Passage given —
I once thought that being an architect would give me the knowledge and experience to make good design decisions. As my career progressed, I found that involved clients—who studied their options and looked for something better—inspired me to find more creative solutions. Clients who barely took the time to understand the basics never motivated me to produce anything beyond “bland.”
Over time, I came to believe that as a society, we had become bad clients. How many of us had time to earn a living and educate ourselves to make informed decisions about our homes and neighborhoods? We had abdicated our responsibility for the built environment and ended up with sprawl, indistinguishable tract houses, sick building syndrome, and oversized homes that wasted land, energy, and materials.
Green construction is the opposite of not-my-responsibility architecture—it recognizes the importance of individual choices. When a green designer selects, say, a particular slope and orientation for a roof, she knows that choice affects how well the building withstands wind, rain, sun, or snow. She considers what type of roofing materials will be appropriate and where windows may be placed to brighten dark interiors or avoid late afternoon glare. She knows that cumulatively, thousands of similar decisions can raise or lower a city’s temperature, replenish or deplete its water supply, and speed or slow the rate at which construction waste is sent to landfill. Green design is the expression of a mature society’s desire to live as if each of these decisions matters.
The Northwest Green Home Primer is a comprehensive text for anyone who chooses green design for home construction or renovation. While the Primer focuses on the Northwest (emphasizing that effective green solutions are always specific to their local environment), the book’s overall approach is adaptable to any region.

Data lines —
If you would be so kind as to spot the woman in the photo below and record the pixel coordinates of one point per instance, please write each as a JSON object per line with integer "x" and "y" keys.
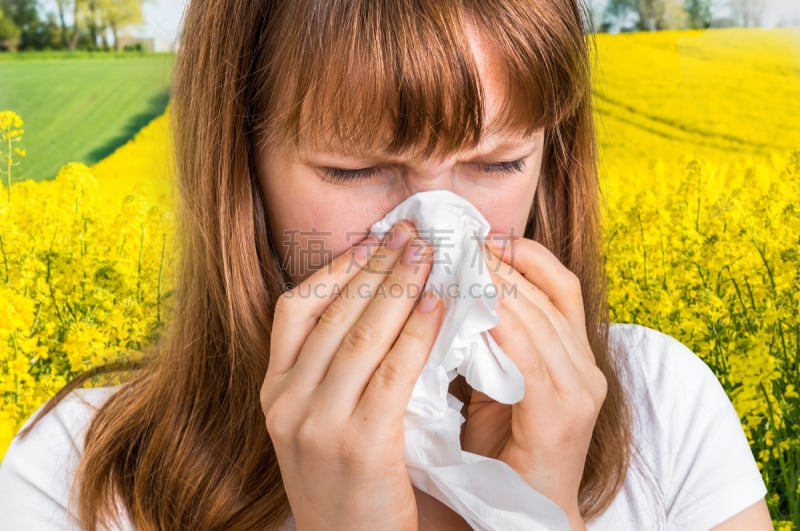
{"x": 298, "y": 124}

What is being asked — Transcribe the passage on green design word for word, from "Green construction is" up to and including "these decisions matters.". Rely only on the passage on green design, not on the data.

Expected answer —
Green construction is the opposite of not-my-responsibility architecture—it recognizes the importance of individual choices. When a green designer selects, say, a particular slope and orientation for a roof, she knows that choice affects how well the building withstands wind, rain, sun, or snow. She considers what type of roofing materials will be appropriate and where windows may be placed to brighten dark interiors or avoid late afternoon glare. She knows that cumulatively, thousands of similar decisions can raise or lower a city’s temperature, replenish or deplete its water supply, and speed or slow the rate at which construction waste is sent to landfill. Green design is the expression of a mature society’s desire to live as if each of these decisions matters.